Set out as a Markdown table the part of the data that opens with the line containing "Return the segmentation of every instance of the gray" and runs through the end of the data. Use the columns Row and Line, numbering each line and leaving out blank lines.

══ THE RECORDS

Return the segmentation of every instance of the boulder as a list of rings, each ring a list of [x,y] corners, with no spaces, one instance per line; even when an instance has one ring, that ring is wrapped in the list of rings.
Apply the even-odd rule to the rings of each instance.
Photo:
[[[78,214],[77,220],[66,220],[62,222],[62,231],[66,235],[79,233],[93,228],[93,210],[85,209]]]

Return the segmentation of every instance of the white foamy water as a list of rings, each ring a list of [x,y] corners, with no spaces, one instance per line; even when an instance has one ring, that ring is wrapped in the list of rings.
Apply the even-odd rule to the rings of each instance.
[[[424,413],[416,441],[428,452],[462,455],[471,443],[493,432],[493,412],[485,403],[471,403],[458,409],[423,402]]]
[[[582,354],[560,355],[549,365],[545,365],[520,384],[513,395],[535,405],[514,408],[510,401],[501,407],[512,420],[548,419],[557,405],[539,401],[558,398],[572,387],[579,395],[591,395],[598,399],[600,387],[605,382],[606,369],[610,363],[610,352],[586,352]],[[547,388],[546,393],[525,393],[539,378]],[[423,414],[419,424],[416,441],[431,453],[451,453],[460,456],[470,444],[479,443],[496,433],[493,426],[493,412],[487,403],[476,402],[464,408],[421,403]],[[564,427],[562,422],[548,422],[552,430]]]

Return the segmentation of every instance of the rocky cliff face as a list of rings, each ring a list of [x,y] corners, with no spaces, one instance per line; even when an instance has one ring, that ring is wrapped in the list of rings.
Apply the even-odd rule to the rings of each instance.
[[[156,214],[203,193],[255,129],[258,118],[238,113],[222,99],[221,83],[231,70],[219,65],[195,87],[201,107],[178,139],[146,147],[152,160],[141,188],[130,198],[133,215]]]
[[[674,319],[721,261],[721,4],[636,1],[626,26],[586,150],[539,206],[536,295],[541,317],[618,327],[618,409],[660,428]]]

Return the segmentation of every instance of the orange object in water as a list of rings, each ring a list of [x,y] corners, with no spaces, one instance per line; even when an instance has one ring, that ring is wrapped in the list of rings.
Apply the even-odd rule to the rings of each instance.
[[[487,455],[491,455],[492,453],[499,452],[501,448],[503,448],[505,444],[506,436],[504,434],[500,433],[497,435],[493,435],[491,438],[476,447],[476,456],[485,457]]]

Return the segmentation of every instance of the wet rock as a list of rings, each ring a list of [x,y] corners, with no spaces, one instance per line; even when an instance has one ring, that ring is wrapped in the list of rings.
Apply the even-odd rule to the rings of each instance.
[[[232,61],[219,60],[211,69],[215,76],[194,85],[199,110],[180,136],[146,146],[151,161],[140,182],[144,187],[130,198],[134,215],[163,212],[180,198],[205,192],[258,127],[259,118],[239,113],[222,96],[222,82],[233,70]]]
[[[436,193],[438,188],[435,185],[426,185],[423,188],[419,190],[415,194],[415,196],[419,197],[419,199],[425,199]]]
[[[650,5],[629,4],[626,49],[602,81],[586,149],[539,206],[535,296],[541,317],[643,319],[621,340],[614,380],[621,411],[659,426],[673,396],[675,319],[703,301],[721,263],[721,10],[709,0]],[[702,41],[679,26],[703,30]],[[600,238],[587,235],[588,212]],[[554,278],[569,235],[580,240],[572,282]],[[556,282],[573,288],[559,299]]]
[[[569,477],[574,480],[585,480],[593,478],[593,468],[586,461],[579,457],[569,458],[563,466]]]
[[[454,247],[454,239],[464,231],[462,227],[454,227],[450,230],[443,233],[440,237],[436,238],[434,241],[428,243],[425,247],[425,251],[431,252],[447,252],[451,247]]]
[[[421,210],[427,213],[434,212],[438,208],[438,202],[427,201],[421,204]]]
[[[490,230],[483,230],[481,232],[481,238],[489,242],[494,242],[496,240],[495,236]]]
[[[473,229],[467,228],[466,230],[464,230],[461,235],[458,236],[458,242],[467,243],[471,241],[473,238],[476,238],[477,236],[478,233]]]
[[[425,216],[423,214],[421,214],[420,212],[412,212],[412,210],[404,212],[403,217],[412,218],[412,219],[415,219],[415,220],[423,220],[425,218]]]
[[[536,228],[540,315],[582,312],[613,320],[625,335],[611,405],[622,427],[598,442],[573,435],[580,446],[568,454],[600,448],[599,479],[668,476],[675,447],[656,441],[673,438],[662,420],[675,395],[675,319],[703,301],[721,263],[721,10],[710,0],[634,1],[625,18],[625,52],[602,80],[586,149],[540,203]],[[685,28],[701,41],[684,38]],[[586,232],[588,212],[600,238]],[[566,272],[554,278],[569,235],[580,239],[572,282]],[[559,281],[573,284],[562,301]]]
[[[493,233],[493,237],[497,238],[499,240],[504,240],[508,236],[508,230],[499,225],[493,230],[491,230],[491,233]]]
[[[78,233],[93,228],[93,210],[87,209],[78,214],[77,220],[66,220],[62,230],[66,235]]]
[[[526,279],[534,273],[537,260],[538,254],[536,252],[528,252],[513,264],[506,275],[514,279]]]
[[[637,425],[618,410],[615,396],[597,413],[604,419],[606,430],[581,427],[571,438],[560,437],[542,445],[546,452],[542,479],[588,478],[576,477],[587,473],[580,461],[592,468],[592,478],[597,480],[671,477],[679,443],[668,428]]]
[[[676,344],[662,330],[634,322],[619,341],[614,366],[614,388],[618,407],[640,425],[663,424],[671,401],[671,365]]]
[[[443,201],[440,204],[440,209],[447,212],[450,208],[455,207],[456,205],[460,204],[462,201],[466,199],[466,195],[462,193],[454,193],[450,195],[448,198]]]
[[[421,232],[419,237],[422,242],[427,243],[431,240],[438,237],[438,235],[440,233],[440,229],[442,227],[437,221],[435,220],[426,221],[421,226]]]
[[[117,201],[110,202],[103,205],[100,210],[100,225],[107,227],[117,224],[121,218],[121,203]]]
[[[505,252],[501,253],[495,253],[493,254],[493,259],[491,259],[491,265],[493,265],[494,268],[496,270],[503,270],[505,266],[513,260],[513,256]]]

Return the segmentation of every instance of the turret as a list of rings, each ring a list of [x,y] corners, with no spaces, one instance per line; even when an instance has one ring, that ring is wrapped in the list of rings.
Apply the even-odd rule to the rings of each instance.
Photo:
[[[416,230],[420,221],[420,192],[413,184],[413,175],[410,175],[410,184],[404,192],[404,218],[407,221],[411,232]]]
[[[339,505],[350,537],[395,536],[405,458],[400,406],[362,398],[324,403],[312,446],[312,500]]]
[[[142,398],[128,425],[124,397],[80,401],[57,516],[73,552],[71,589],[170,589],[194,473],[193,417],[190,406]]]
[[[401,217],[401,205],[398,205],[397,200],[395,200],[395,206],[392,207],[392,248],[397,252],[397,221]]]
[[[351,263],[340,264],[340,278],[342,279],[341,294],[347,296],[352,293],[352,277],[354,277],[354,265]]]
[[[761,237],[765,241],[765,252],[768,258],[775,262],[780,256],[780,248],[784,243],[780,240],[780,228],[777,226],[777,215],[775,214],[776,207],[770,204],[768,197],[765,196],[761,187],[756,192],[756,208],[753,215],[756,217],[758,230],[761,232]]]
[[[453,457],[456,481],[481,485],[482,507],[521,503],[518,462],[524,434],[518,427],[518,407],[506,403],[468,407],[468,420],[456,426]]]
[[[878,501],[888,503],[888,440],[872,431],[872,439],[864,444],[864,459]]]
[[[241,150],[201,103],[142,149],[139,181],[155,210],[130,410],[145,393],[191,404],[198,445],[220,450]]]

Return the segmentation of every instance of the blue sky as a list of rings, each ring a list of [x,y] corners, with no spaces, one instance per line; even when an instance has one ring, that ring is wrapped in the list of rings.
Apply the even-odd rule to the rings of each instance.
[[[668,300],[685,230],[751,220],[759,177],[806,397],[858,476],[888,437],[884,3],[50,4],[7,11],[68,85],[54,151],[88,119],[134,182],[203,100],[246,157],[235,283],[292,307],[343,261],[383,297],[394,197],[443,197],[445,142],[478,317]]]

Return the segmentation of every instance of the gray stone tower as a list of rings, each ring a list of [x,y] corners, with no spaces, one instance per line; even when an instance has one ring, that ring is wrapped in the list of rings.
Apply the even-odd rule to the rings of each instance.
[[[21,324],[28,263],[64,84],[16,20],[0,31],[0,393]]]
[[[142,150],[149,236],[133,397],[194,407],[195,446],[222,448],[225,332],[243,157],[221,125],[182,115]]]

════

_FINAL ANSWER_
| Row | Line |
|---|---|
| 1 | Return the segmentation of every instance of the gray stone tower as a list of rings, each ring a list of [x,y] corners, with no spaces, one instance per line; even when an instance has one ring, that ring is wrapped in the list of rings. |
| 2 | Apply the even-odd rule to the rings of each instance. |
| 3 | [[[21,324],[28,263],[64,84],[16,20],[0,31],[0,393]]] |
| 4 | [[[142,150],[149,236],[133,397],[194,407],[195,446],[222,448],[225,332],[243,157],[221,125],[182,115]]] |